**Set task A**.
Rewrite the passage of the image compression text that begins at the words "How Image Compression" and ends after "you can make.", replacing "bandwidth costs" with "data transfer costs".

**Page text**.
==*==

How Image Compression Works
Lossy vs lossless compression, how JPEG, PNG, and WebP handle images differently, and how to choose the right settings for the web.
Why image compression matters
Images are typically the largest assets on a web page. A single uncompressed 4K photo from a modern camera can be 20–30 MB. Compressed for the web, that same image might be 200–500 KB — a 50–100× reduction — with no visible quality difference to most viewers.
Smaller images mean faster page loads, lower bandwidth costs, and better Core Web Vitals scores (particularly Largest Contentful Paint). For mobile users on slow connections, well-compressed images are the single highest-impact optimization you can make.
Lossy vs lossless compression
All image compression falls into one of two categories:
Lossy compression
Permanently discards data the human eye is unlikely to notice — fine color gradients, high-frequency detail in shadows, subtle texture. The result is smaller but not identical to the original. JPEG is the classic example. Once compressed, the discarded data is gone. Re-compressing a lossy image adds more artifacts each time.
Lossless compression
Reduces file size without discarding any data — decompressing always returns a pixel-perfect replica of the original. PNG uses lossless compression, as do GIF and WebP's lossless mode. Smaller savings than lossy, but appropriate for screenshots, icons, logos, and any image where pixel accuracy matters.
How JPEG compression works
JPEG uses a multi-step process that exploits how human vision works:
- 1. Color space conversion — converts RGB to YCbCr, separating brightness (Y) from color (Cb, Cr). Human eyes are more sensitive to brightness detail than color detail.

==*==

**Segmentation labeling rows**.

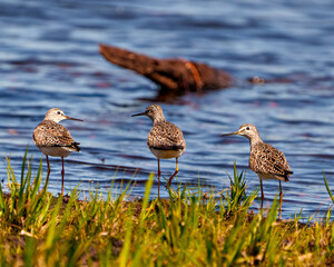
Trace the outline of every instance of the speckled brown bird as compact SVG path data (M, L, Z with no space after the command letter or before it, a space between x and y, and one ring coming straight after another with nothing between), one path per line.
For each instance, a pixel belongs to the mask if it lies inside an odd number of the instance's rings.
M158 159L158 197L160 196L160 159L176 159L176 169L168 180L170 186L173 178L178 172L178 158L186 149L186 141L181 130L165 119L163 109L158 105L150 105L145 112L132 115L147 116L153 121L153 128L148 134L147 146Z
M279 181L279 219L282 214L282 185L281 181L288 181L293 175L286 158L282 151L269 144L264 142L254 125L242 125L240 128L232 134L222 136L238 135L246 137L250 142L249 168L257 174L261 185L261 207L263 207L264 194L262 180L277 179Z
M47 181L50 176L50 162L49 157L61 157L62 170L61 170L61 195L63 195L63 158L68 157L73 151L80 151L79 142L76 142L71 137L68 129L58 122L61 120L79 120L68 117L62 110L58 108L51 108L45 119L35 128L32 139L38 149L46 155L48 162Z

==*==

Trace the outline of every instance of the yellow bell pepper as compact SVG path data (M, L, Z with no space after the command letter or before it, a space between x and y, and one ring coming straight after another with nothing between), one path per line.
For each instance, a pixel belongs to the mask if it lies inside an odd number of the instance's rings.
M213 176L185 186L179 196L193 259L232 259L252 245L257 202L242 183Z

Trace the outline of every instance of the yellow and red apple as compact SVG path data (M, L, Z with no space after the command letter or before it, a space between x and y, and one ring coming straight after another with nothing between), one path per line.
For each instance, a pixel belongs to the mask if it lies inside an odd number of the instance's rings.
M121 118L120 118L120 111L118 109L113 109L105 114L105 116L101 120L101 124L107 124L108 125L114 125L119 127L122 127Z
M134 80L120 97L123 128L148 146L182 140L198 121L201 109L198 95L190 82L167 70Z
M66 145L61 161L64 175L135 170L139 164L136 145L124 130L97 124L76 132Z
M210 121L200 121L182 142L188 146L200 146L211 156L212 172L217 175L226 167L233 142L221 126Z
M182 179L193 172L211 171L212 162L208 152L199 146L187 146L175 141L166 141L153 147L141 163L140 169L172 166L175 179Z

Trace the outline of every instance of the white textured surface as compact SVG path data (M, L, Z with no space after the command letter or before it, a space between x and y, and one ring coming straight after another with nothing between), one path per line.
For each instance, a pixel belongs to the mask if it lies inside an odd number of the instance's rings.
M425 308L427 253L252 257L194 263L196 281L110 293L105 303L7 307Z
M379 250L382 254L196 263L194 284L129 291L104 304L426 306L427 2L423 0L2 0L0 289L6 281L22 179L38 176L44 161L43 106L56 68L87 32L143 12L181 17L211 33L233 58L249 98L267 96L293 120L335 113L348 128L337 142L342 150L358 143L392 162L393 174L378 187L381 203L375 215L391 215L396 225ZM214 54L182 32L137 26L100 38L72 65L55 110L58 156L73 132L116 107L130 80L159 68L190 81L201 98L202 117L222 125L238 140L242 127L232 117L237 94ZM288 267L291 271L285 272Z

==*==

**Set task B**.
Arrange the lines of the segmentation labeling rows, from the line containing "Trace the outline of every instance of the yellow and" through the line containing "M182 179L193 172L211", as a Markdown table with the columns No. and Text. Number each line and leave out blank lines.

**Worked solution A**.
How Image Compression Works
Lossy vs lossless compression, how JPEG, PNG, and WebP handle images differently, and how to choose the right settings for the web.
Why image compression matters
Images are typically the largest assets on a web page. A single uncompressed 4K photo from a modern camera can be 20–30 MB. Compressed for the web, that same image might be 200–500 KB — a 50–100× reduction — with no visible quality difference to most viewers.
Smaller images mean faster page loads, lower data transfer costs, and better Core Web Vitals scores (particularly Largest Contentful Paint). For mobile users on slow connections, well-compressed images are the single highest-impact optimization you can make.

**Worked solution B**.
| No. | Text |
|---|---|
| 1 | Trace the outline of every instance of the yellow and red apple as compact SVG path data (M, L, Z with no space after the command letter or before it, a space between x and y, and one ring coming straight after another with nothing between), one path per line. |
| 2 | For each instance, a pixel belongs to the mask if it lies inside an odd number of the instance's rings. |
| 3 | M121 118L120 118L120 111L118 109L113 109L105 114L105 116L101 120L101 124L107 124L108 125L114 125L119 127L122 127Z |
| 4 | M134 80L120 97L123 128L148 146L182 140L198 121L201 109L198 95L190 82L167 70Z |
| 5 | M66 145L61 161L64 175L135 170L139 164L136 145L124 130L97 124L76 132Z |
| 6 | M210 121L200 121L182 142L188 146L200 146L211 156L212 172L217 175L226 167L233 142L221 126Z |
| 7 | M182 179L193 172L211 171L212 162L208 152L199 146L187 146L175 141L166 141L153 147L141 163L140 169L172 166L175 179Z |